▶ Stated exercise
Reproduce the listing below without changes, except that pictures are left out.

___

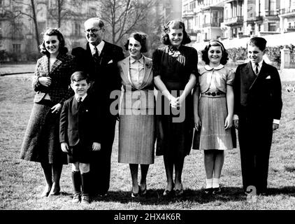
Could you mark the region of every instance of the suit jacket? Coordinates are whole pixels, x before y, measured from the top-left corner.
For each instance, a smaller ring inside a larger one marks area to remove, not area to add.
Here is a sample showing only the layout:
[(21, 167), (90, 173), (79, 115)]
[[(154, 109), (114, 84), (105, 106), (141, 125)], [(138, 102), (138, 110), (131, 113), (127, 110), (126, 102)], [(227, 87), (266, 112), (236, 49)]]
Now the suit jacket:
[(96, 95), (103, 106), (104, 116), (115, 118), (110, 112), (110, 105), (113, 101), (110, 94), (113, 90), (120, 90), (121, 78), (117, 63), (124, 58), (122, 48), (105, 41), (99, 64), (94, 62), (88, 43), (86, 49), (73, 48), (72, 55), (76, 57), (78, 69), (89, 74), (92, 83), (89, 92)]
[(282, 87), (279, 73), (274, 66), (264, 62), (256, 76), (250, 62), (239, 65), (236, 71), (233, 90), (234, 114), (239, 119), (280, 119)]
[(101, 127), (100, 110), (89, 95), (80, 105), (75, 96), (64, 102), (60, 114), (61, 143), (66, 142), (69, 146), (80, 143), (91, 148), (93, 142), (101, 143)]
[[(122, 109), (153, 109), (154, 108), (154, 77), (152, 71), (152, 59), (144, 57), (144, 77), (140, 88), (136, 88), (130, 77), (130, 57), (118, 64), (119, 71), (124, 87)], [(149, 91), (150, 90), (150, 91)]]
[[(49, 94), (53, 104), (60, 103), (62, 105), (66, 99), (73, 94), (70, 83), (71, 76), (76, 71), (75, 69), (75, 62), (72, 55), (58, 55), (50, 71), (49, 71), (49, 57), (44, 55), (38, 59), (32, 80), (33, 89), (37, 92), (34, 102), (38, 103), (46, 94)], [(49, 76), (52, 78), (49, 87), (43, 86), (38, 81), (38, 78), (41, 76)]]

___

▶ Solution to this task
Could you mark the region of every instance of the suit jacket? Coordinates are whole pixels, x before y, measured from the top-left corner.
For each instance, a smaller ring inside a larger one marks area to remove, not area to add.
Here is a sample showing only the layout:
[(21, 167), (90, 173), (79, 115)]
[[(154, 109), (114, 84), (105, 106), (141, 125)], [(138, 102), (138, 110), (131, 113), (127, 110), (126, 102)], [(227, 87), (266, 112), (236, 49)]]
Now the suit jacket:
[(96, 95), (103, 106), (104, 116), (115, 118), (110, 112), (110, 105), (113, 101), (110, 94), (113, 90), (120, 90), (121, 78), (117, 63), (124, 58), (122, 48), (105, 41), (99, 64), (94, 62), (88, 43), (86, 49), (73, 48), (72, 55), (76, 57), (78, 69), (89, 74), (92, 83), (89, 92)]
[(282, 87), (279, 73), (274, 66), (264, 62), (256, 76), (250, 62), (239, 65), (236, 71), (233, 90), (234, 114), (239, 119), (280, 119)]
[(101, 127), (100, 110), (89, 95), (80, 105), (75, 96), (64, 102), (60, 114), (61, 143), (66, 142), (69, 146), (80, 143), (91, 148), (93, 142), (101, 143)]
[[(122, 109), (153, 109), (154, 108), (154, 77), (152, 71), (152, 59), (144, 57), (144, 77), (140, 88), (136, 88), (130, 77), (130, 57), (118, 64), (119, 71), (124, 87)], [(149, 91), (150, 90), (150, 91)]]
[[(49, 94), (53, 104), (60, 103), (62, 105), (66, 99), (73, 94), (70, 83), (71, 76), (76, 71), (75, 69), (75, 62), (72, 55), (58, 55), (50, 71), (49, 71), (49, 57), (44, 55), (38, 59), (32, 80), (33, 89), (37, 92), (34, 102), (38, 103), (46, 94)], [(49, 76), (52, 78), (49, 87), (43, 86), (38, 81), (38, 78), (41, 76)]]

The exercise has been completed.